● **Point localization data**
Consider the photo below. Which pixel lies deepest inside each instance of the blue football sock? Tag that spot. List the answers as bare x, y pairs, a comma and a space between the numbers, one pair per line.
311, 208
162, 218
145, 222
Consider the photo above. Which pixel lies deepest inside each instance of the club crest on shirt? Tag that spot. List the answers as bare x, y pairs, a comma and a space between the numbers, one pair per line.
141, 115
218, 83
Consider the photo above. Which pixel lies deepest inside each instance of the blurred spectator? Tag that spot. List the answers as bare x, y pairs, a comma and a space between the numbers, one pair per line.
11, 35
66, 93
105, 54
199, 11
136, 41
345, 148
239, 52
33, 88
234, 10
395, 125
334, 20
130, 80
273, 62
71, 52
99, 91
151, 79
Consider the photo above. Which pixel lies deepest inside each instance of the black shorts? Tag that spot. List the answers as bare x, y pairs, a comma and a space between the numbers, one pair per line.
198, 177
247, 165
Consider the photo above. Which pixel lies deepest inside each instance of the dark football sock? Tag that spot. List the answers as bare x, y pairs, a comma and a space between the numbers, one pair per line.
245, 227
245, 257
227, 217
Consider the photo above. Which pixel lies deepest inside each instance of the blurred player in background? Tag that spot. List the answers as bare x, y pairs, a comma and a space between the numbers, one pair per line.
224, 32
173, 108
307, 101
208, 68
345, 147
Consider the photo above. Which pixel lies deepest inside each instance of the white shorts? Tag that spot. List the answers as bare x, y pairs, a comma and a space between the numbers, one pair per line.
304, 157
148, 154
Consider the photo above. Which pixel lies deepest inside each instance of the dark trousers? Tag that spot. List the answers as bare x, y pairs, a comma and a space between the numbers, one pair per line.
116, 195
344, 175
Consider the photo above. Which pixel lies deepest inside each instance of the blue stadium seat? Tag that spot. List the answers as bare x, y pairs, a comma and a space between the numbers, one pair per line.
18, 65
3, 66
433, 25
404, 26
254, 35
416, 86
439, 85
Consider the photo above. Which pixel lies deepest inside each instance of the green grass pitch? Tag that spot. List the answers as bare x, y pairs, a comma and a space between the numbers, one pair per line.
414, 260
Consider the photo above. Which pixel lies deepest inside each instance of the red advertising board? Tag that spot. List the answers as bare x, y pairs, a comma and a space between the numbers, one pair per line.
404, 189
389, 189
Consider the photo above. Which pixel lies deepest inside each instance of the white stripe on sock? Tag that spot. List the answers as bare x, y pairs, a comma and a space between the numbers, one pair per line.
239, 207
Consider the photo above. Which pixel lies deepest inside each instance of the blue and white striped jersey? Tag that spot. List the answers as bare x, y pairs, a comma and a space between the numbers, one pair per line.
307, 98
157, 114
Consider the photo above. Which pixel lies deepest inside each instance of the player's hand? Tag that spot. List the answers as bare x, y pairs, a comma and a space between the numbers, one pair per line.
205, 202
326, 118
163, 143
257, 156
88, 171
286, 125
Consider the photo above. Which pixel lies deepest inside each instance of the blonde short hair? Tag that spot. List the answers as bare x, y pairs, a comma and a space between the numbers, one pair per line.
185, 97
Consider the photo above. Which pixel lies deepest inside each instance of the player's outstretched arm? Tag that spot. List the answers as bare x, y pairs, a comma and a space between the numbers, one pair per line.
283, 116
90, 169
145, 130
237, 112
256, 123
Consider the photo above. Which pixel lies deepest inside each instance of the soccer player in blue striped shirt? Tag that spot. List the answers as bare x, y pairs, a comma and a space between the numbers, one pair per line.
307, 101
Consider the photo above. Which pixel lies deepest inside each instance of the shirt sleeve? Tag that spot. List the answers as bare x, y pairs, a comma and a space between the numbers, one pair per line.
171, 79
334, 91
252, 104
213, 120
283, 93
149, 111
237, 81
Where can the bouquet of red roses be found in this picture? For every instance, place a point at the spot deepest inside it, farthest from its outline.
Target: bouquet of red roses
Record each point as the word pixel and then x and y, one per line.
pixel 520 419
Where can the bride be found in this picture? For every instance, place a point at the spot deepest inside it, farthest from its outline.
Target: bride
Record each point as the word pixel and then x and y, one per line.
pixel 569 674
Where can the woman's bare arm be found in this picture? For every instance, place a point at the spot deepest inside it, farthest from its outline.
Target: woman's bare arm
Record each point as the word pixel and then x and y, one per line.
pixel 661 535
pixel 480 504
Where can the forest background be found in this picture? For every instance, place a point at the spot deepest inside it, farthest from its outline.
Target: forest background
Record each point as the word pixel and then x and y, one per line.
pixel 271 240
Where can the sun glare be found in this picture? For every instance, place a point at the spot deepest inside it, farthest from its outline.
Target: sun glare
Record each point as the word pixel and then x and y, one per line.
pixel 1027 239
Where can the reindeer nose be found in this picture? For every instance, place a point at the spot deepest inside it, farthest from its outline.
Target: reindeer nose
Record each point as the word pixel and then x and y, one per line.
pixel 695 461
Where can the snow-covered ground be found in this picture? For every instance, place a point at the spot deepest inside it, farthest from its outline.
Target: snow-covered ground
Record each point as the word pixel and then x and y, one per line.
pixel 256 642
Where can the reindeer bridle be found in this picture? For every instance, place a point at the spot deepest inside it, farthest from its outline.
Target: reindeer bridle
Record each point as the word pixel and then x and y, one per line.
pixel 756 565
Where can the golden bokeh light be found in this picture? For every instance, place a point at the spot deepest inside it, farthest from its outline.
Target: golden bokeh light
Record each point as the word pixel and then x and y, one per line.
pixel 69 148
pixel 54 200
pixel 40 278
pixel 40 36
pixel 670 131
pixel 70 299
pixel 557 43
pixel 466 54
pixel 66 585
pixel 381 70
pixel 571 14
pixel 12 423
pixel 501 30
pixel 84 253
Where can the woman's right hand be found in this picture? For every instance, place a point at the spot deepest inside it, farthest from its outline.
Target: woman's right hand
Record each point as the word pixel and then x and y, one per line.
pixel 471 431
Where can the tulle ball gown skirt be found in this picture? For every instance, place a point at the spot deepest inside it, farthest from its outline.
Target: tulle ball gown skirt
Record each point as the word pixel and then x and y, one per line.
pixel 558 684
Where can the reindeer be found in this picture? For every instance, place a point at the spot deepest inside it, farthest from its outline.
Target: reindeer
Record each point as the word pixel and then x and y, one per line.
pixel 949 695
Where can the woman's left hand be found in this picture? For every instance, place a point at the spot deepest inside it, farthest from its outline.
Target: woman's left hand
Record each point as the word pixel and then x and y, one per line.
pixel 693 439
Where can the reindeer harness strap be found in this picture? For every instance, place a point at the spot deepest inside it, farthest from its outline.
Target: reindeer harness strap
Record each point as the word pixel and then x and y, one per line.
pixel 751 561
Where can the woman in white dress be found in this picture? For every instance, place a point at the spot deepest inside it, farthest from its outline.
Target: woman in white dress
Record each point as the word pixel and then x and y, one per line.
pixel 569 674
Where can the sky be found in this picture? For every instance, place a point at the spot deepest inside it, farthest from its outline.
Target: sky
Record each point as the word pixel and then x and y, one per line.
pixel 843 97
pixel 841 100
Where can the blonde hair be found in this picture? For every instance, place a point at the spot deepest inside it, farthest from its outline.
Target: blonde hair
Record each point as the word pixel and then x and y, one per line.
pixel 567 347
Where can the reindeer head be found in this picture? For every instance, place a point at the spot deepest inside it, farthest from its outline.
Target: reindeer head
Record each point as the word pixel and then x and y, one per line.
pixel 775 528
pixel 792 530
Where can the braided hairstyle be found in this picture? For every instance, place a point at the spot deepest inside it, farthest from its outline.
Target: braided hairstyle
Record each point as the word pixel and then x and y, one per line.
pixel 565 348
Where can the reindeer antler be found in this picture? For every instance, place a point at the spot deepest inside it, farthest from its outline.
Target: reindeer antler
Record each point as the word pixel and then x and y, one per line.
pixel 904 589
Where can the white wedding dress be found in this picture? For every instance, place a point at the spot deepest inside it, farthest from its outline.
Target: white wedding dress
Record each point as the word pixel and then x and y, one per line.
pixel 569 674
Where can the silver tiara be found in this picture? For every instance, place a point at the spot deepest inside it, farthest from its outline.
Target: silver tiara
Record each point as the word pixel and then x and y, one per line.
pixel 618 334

● **PROBLEM REQUIREMENTS**
Which of the lines in the data contain the string "nose"? Return each one.

● **SOLVED PROBLEM**
Where can the reindeer nose be found in this picture? For every instance, place a point at the spot deepest inside it, farthest from its outline.
Target: reindeer nose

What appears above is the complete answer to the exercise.